WORK REQUEST: From the first line to the last, reproduce the records exactly.

[Extracted data entries]
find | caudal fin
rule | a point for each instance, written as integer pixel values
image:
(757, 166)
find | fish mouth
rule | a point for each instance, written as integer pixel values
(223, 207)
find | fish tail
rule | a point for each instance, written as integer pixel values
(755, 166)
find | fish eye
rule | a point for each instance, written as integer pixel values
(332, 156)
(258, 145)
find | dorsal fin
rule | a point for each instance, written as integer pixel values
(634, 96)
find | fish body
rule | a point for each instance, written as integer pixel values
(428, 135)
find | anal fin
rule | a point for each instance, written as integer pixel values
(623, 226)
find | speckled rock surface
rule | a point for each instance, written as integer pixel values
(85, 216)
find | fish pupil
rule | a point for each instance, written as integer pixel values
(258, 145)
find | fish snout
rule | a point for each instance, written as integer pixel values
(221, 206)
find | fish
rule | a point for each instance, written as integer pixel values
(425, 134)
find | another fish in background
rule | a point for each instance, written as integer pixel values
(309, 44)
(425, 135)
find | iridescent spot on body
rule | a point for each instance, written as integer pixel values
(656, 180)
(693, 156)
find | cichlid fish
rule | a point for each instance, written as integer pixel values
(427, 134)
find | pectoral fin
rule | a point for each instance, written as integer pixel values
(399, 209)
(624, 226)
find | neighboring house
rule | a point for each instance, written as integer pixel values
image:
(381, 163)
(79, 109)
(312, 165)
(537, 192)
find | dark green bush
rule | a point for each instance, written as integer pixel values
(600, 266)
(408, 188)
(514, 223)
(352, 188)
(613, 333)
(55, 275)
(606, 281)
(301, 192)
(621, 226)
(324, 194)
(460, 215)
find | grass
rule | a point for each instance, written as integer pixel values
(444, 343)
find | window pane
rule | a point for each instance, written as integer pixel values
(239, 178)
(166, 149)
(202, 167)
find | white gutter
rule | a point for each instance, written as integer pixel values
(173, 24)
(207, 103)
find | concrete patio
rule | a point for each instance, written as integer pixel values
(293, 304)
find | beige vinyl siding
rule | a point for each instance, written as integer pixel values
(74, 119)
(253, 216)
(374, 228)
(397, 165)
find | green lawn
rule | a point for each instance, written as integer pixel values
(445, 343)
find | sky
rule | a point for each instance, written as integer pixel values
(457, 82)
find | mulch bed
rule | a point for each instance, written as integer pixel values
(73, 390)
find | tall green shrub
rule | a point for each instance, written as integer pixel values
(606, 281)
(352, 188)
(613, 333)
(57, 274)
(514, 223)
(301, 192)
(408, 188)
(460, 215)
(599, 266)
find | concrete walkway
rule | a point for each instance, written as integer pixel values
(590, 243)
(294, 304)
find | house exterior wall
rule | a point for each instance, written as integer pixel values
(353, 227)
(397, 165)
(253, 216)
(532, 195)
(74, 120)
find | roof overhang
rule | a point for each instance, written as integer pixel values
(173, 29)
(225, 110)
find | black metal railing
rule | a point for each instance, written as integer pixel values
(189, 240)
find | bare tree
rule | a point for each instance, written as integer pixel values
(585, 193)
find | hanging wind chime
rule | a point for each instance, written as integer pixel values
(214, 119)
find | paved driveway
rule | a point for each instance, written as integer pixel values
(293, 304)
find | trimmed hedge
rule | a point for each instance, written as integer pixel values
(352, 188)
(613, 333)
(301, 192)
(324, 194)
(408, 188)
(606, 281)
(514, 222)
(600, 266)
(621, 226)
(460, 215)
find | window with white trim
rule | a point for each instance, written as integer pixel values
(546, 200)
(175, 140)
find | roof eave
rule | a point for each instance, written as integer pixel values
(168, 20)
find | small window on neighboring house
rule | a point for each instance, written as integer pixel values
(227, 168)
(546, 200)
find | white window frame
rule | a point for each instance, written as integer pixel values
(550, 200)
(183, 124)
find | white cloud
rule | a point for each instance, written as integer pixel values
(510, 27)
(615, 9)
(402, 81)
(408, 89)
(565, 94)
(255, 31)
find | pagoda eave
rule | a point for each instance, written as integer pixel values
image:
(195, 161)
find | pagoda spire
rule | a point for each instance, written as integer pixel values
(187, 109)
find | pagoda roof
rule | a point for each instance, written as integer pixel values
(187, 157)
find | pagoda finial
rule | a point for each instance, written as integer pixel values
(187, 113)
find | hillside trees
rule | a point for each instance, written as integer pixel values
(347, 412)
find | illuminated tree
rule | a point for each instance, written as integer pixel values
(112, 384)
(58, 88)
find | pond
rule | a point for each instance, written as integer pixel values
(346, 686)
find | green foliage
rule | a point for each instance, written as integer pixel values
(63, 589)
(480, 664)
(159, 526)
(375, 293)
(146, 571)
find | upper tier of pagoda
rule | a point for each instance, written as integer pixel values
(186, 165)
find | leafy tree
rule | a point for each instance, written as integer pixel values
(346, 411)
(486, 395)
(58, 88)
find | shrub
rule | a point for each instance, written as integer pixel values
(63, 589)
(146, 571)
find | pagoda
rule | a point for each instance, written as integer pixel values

WRITTEN ANSWER:
find | caudal fin
rule | a point for each instance, written as integer pixel values
image:
(757, 166)
find | fish mouth
rule | a point for each instance, written as integer pixel values
(223, 207)
find | fish tail
rule | a point for each instance, written as integer pixel values
(755, 166)
find | fish eye
rule | a point for each instance, written as integer pixel values
(332, 156)
(258, 145)
find | dorsal fin
rule | a point for each instance, written as integer pixel values
(634, 96)
find | fish body
rule | a point for each instance, written as integer pixel values
(428, 135)
find | anal fin
rule | a point for each instance, written as integer pixel values
(623, 226)
find | speckled rock surface
rule | a point for each instance, written as integer pixel values
(85, 216)
find | fish pupil
rule | a point for each instance, written as integer pixel values
(258, 145)
find | fish snout
rule | a point for each instance, written as integer pixel values
(221, 206)
find | fish
rule | a point for each instance, written as integer pixel values
(425, 134)
find | another fish in background
rule | a point for each instance, written as integer pixel values
(309, 44)
(425, 135)
find | iridescent spot on body
rule | a point for each instance, written as integer pixel values
(656, 180)
(693, 156)
find | cichlid fish
rule | a point for each instance, written as integer pixel values
(427, 134)
find | pectoral fin
rule | a point for each instance, written as integer pixel values
(399, 209)
(624, 226)
find | neighboring house
rule | a point for each instance, written as integer pixel values
image:
(381, 163)
(79, 109)
(312, 165)
(537, 192)
find | dark green bush
rule | a point for each instance, written as integer pixel values
(600, 266)
(408, 188)
(514, 223)
(352, 188)
(613, 333)
(55, 275)
(606, 281)
(301, 192)
(621, 226)
(324, 194)
(460, 215)
find | grass
rule | a point for each instance, written as integer pixel values
(444, 343)
find | window pane
rule | a point for each instance, written as integer pixel values
(239, 178)
(166, 149)
(202, 167)
find | white gutter
rule | a point for each instance, written as integer pixel values
(173, 24)
(207, 103)
find | concrete patio
rule | a point for each instance, written as integer pixel values
(293, 304)
find | beige vinyl siding
rule | a point for each instance, written as integer pixel values
(74, 119)
(253, 216)
(374, 228)
(397, 165)
find | green lawn
rule | a point for each instance, written as integer pixel values
(445, 343)
find | sky
rule | a point for each instance, written as integer pixel values
(457, 82)
find | mulch bed
rule | a point for each instance, written as integer pixel values
(73, 390)
find | tall green shrub
rule | a point for each instance, written as integer pixel values
(606, 281)
(352, 188)
(613, 333)
(57, 274)
(514, 223)
(301, 192)
(408, 188)
(460, 215)
(599, 266)
find | concrete walkway
rule | a point for each instance, written as integer pixel values
(590, 243)
(294, 304)
find | house exterior wall
rule | a point for each instance, written as integer pixel values
(353, 227)
(397, 165)
(253, 216)
(532, 195)
(74, 120)
find | roof overhang
rule | a point for each instance, written as integer pixel values
(173, 29)
(225, 110)
find | black metal railing
rule | a point for each instance, written as integer pixel values
(189, 240)
find | bare tree
rule | a point for each instance, written as integer pixel values
(585, 193)
find | hanging wind chime
rule | a point for each instance, written as integer pixel values
(214, 119)
find | paved driveway
rule | a point for each instance, written as integer pixel values
(293, 304)
find | trimmed hedge
rule | a point for each instance, written as integer pixel values
(352, 188)
(613, 333)
(301, 192)
(324, 194)
(408, 188)
(606, 281)
(514, 222)
(600, 266)
(621, 226)
(460, 215)
find | window with white trim
rule | a point for each instance, written as integer pixel values
(546, 200)
(175, 140)
find | roof eave
rule | a point for each instance, written as integer pixel values
(168, 20)
find | small window on neighboring house
rule | a point for each instance, written as integer pixel values
(227, 168)
(546, 200)
find | white window frame
rule | a point for each instance, written as integer pixel values
(550, 200)
(183, 124)
find | white cloud
rule | a point for each instance, written as integer pixel values
(510, 27)
(615, 9)
(402, 81)
(408, 89)
(565, 94)
(255, 31)
find | pagoda eave
rule | a point for each instance, written as integer pixel values
image:
(195, 161)
find | pagoda spire
rule | a point for each instance, written as integer pixel values
(187, 109)
find | pagoda roof
rule | a point for each instance, written as integer pixel values
(187, 157)
find | pagoda finial
rule | a point for each instance, written as integer pixel values
(187, 113)
find | hillside trees
rule | a point for each instance, written as integer pixel values
(347, 412)
find | illuminated tree
rule | a point for each instance, written as integer pixel values
(112, 384)
(58, 88)
find | pond
rule | a point for each instance, written as integer pixel values
(346, 686)
find | green foliage
rule | a point for each instance, written as integer pixel values
(63, 589)
(480, 664)
(159, 526)
(375, 293)
(146, 571)
find | upper tier of pagoda
rule | a point for each instance, written as integer pixel values
(186, 165)
find | leafy tree
rule | a point for each instance, written as integer pixel values
(346, 411)
(486, 395)
(58, 88)
find | shrub
rule | a point for each instance, written as integer pixel values
(63, 589)
(146, 571)
find | pagoda
rule | a point for each instance, written as integer pixel values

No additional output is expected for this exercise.